* **Required work**
Restate the following entries exactly. Keep the pictures out.

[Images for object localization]
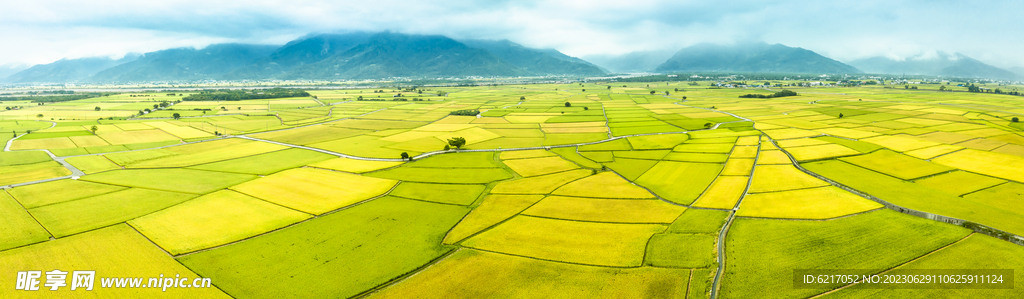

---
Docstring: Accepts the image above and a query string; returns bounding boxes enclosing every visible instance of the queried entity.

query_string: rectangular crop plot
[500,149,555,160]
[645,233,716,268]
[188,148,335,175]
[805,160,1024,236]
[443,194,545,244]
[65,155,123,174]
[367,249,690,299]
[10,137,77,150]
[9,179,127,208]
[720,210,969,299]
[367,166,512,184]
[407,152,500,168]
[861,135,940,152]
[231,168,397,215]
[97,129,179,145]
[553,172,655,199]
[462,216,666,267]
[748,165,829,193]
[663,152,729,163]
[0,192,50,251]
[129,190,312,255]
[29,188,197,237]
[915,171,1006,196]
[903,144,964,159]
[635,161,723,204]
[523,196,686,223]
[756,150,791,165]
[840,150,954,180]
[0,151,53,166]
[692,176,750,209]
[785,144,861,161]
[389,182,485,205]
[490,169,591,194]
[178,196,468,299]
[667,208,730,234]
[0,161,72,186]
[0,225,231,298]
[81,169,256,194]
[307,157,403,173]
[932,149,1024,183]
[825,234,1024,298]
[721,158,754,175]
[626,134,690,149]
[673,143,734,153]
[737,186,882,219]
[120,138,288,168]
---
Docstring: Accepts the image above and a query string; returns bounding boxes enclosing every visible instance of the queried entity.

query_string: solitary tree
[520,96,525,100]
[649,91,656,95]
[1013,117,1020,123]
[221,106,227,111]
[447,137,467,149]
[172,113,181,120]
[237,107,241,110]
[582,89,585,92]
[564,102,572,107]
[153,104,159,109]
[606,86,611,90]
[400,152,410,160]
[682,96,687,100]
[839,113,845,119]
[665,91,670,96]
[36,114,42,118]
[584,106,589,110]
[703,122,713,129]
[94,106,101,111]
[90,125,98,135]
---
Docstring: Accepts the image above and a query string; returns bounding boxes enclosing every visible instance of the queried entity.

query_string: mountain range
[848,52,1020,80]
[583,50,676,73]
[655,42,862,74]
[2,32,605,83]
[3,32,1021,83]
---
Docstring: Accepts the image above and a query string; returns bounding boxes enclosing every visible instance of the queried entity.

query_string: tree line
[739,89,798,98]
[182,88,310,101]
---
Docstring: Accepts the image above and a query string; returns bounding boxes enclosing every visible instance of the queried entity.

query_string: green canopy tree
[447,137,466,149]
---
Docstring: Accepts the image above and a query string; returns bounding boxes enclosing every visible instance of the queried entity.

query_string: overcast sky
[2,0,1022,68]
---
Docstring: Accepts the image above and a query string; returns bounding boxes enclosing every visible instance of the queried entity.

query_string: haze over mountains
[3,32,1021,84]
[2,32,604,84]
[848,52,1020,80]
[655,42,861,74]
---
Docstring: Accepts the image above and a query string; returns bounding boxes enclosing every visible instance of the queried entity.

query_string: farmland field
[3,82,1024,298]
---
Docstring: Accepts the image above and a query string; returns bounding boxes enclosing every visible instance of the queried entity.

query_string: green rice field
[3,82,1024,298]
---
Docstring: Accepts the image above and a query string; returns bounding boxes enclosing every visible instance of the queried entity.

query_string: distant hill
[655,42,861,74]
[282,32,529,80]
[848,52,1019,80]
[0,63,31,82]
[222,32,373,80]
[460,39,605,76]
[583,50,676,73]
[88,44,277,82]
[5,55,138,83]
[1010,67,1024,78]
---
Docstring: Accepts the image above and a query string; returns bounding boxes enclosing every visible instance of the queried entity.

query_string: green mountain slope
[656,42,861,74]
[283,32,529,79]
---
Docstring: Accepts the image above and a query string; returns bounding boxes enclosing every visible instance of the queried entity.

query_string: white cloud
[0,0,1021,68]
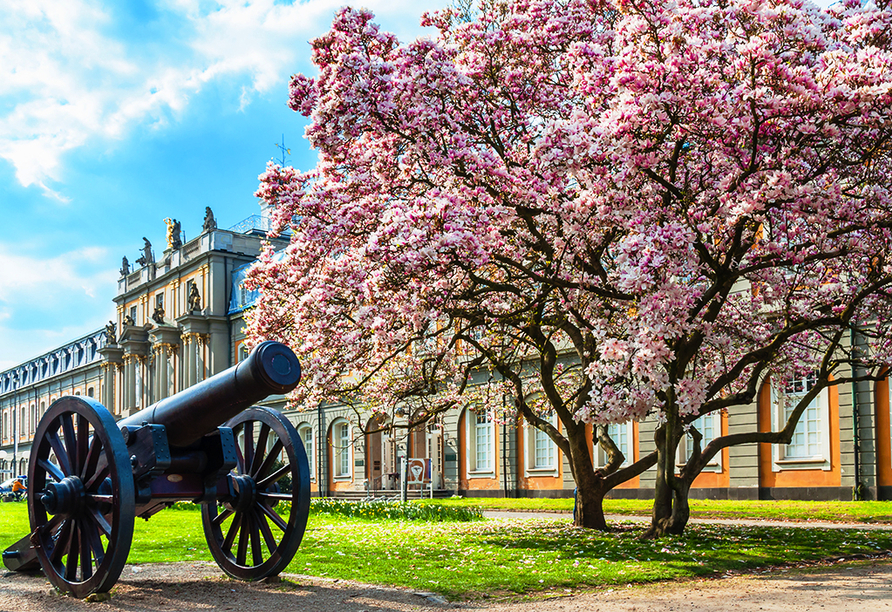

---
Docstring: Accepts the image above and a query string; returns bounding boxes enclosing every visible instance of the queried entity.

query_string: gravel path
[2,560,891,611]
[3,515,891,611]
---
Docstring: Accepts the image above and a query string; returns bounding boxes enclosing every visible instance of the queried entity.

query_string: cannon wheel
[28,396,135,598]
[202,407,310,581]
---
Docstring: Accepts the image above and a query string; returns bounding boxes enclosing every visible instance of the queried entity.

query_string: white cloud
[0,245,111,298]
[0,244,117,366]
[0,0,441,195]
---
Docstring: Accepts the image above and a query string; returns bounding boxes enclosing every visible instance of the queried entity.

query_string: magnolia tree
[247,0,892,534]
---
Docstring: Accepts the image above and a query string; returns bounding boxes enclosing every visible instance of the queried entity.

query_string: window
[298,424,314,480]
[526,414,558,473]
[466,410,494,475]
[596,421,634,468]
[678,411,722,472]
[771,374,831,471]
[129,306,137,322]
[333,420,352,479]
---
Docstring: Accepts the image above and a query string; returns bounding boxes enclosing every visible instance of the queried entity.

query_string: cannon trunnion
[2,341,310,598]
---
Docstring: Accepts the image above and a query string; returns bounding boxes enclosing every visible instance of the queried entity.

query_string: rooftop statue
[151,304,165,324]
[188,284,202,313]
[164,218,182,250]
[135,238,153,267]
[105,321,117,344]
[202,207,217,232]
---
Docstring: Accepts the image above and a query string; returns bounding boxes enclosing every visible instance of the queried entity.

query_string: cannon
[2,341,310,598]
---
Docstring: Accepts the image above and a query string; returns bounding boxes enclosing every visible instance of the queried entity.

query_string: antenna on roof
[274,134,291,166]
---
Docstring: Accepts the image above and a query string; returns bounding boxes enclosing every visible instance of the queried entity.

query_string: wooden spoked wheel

* **Exercise output**
---
Docstring: Accepts the image above and a query string; returns bounding boxes enclosing every visible instance of the queried entity.

query_string: rectangular crop plot
[500,149,555,160]
[645,233,716,268]
[188,148,335,175]
[805,160,1024,236]
[443,194,545,244]
[65,155,123,174]
[367,249,690,299]
[10,137,77,150]
[9,179,127,208]
[720,210,969,299]
[367,166,512,184]
[407,152,500,168]
[861,135,940,152]
[231,168,397,215]
[97,129,179,145]
[553,172,655,199]
[462,216,666,267]
[748,165,829,193]
[663,152,729,163]
[0,192,50,251]
[129,190,312,255]
[29,188,197,237]
[915,171,1006,196]
[903,144,964,159]
[635,161,723,204]
[523,196,686,223]
[756,150,791,165]
[840,150,954,180]
[0,151,53,166]
[692,176,750,209]
[785,144,861,161]
[389,182,485,205]
[490,169,591,194]
[178,196,468,299]
[667,208,730,234]
[0,161,72,186]
[0,225,231,298]
[81,169,256,194]
[307,157,403,173]
[932,149,1024,183]
[825,234,1024,298]
[721,158,754,175]
[626,134,690,149]
[673,143,734,153]
[737,186,882,219]
[120,138,288,168]
---
Docstring: Accepts the image above and a query string; returns bounding boxes enclosing every visible instance of the queried entity.

query_string: solitary tree
[520,96,525,100]
[649,91,656,95]
[1013,117,1020,123]
[221,106,227,111]
[447,137,467,149]
[172,113,181,120]
[237,107,241,110]
[582,89,585,92]
[564,102,572,107]
[153,104,159,109]
[606,86,611,90]
[400,152,410,160]
[682,96,687,100]
[839,113,845,119]
[665,91,670,96]
[36,114,42,118]
[584,106,589,110]
[703,122,713,129]
[94,106,101,111]
[90,125,98,135]
---
Docstring: Accepts the image above and a query string; returns bounding boxes enclosing every visible instance of the queried entity.

query_string: mountain range
[848,52,1020,80]
[583,50,676,73]
[655,42,862,74]
[2,32,605,83]
[3,32,1021,83]
---
Docstring: Accepts the image above and a query string; returns bounding boxes enclosing every visible instance of the queried entity.

query_string: tree line
[739,89,798,98]
[182,88,310,101]
---
Docstring: Accepts the image above and a query string; returns bounding boxes enclosing every visible instance of the queried entity.

query_string: green canopy tree
[447,137,466,149]
---
Docstring: Accepts the image above and a query string; returns bounding boxes enclosing every visible instance of the queried entity.

query_string: overcast sky
[2,0,1022,68]
---
Docstring: Accepts the image above and a query string; returns bounding boxes enclosing every visible instance of the queried entity.

query_string: haze over mountains
[3,32,1021,84]
[2,32,604,84]
[848,52,1020,80]
[655,42,861,74]
---
Docstring: Accepts the image above and a query string; returns bounding boxes enclosing every visible instance of the queried entity.

query_string: farmland field
[3,82,1024,298]
---
Docstring: Accepts the image above and a query string; returns bounding boxes enclosing every visible instance of the queried entity.

query_string: green rice field
[3,82,1024,298]
---
Docstring: Accepts the image above and a query string; returns bounding boxes enclosing every visible instance of the queried entity.

query_string: distant hill
[655,42,861,74]
[282,32,529,80]
[848,52,1019,80]
[0,63,31,82]
[222,32,373,80]
[460,39,605,76]
[583,50,676,73]
[88,44,277,82]
[5,55,138,83]
[1010,67,1024,78]
---
Docstring: Accepts the image above and a query string; returns bounding boxes enclosing every visible instance of the queried entity.

query_string: green mountain slope
[656,42,861,74]
[283,32,529,79]
---
Docstring: Accepts the image above and a query string; returns bounding boxes enclosing every visible instance of the queried entity.

query_string: white cloud
[0,0,1021,68]

---
Docstring: Accepts the image above and a query string; returns bounding boxes enclosing every visible instance of the queried entity.

query_string: gravel path
[2,560,891,611]
[3,515,891,611]
---
Docstring: Accepts the image above and a query string; returns bounding boxes enclosing every visible instance of the queried entity.

query_string: cannon wheel
[28,396,135,598]
[202,407,310,581]
---
Docstring: Accepts the image above and a query string; returns bounding boxes enclosing every visible instance of the queried entity.

query_string: white cloud
[0,245,111,298]
[0,244,117,366]
[0,0,441,195]
---
Docstring: Accepts the image above and a query string; returns bounding boxes enclosing every visible instance of the queried entity.

query_string: magnolia tree
[247,0,892,534]
---
Docstring: Accepts the image above and a query string; returns bounding boxes enclosing every visible instance of the queried entity.

query_string: window
[298,424,314,480]
[526,414,558,473]
[466,410,494,475]
[596,421,634,468]
[678,411,722,472]
[771,374,831,471]
[129,306,137,322]
[333,420,352,479]
---
Docstring: Accepts the image above and a query string; returns bounding boxes enclosing every visible instance of the queried entity.

query_string: cannon trunnion
[2,341,310,598]
---
Docstring: Accepts the image above and a query string; returns bounding boxes enclosing every visible instance of the queried entity.

query_string: rooftop statue
[151,304,165,324]
[188,284,202,313]
[164,218,182,250]
[135,238,153,267]
[105,321,117,344]
[202,207,217,232]
---
Docstring: Accepts the image above and a query string; returns bounding boxes enclosing every visible instance of the queried entity.

query_string: cannon
[2,341,310,598]
---
Docstring: Accepts the image above and a query string; returns bounding boxes enclosing every visible instance of the queried entity.

query_string: antenna on roof
[274,134,291,166]
---
Docstring: Accepts the image above and a query string; returns bounding boxes enclosing every visible instance of the queried entity.

query_string: wooden spoked wheel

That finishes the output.